> _EXERCISE DESCRIPTION_: Would you please transcribe the records below exactly, leaving out the pictures?

[Natural-language object grounding data]
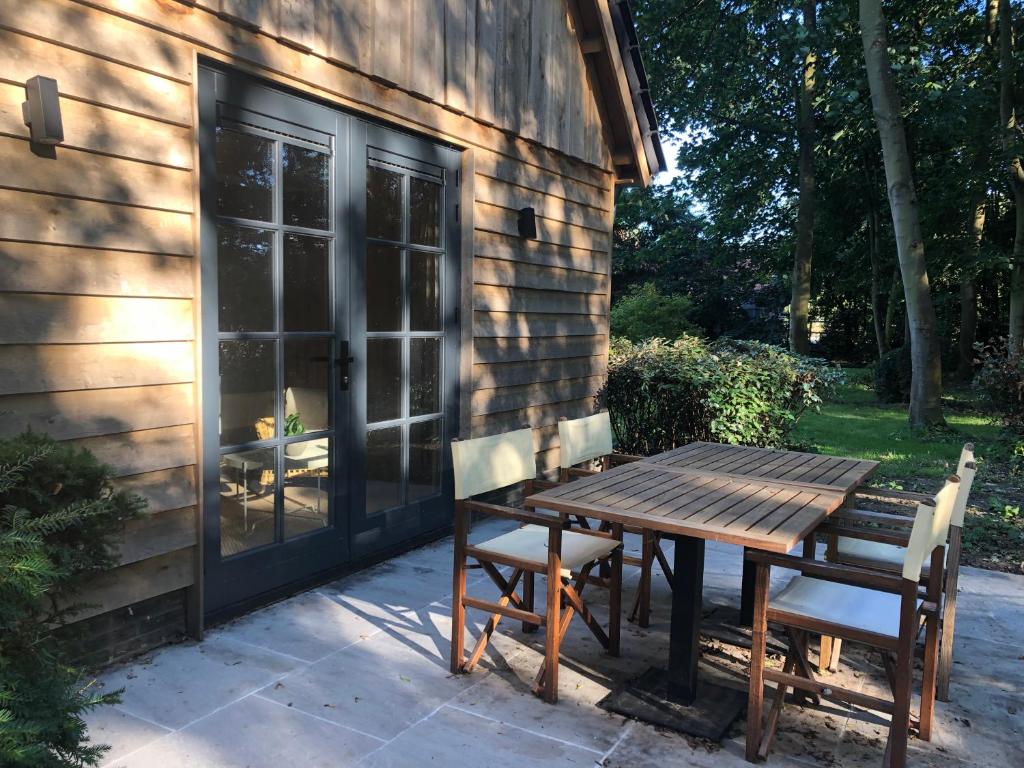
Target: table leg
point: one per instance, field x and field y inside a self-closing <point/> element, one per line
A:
<point x="747" y="592"/>
<point x="687" y="604"/>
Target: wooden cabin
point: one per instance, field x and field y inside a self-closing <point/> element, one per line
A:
<point x="284" y="251"/>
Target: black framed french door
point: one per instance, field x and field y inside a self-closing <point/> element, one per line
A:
<point x="329" y="293"/>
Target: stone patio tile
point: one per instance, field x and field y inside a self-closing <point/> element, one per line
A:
<point x="181" y="683"/>
<point x="380" y="686"/>
<point x="121" y="731"/>
<point x="255" y="733"/>
<point x="506" y="695"/>
<point x="452" y="737"/>
<point x="308" y="627"/>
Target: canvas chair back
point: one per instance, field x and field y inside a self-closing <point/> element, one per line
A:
<point x="963" y="493"/>
<point x="484" y="464"/>
<point x="584" y="439"/>
<point x="931" y="527"/>
<point x="967" y="457"/>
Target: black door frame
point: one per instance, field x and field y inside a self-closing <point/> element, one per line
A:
<point x="351" y="539"/>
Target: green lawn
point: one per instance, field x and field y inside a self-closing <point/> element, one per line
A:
<point x="855" y="424"/>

> _TASK RESULT_:
Target: table leg
point: one per instance, field x and field y inside a self-closing <point/> element, one per line
A:
<point x="747" y="592"/>
<point x="687" y="604"/>
Target: wooden cabin
point: one per instance, field x and field y inside a self-closing <point/> element, one per line
A:
<point x="284" y="251"/>
Target: black framed french door
point: one per instance, field x and field y inside a self-closing <point/> element, one per line
A:
<point x="329" y="293"/>
Target: stone patio tile
point: one per instance, field x and field y inside a self-closing <point/> element, one per line
A:
<point x="181" y="683"/>
<point x="380" y="686"/>
<point x="121" y="731"/>
<point x="255" y="733"/>
<point x="506" y="695"/>
<point x="452" y="737"/>
<point x="308" y="627"/>
Target: canvas chair back
point: one per instance, field x and field y inside a self-closing <point/> element, one per line
A:
<point x="963" y="493"/>
<point x="484" y="464"/>
<point x="584" y="439"/>
<point x="931" y="527"/>
<point x="967" y="457"/>
Target: black door frame
point: one per instance, field x and field y inside a self-closing <point/> element, one per line
A:
<point x="351" y="539"/>
Target: green lawn
point: one per instance, field x and field y inside a self-closing <point/> element, one per line
A:
<point x="855" y="424"/>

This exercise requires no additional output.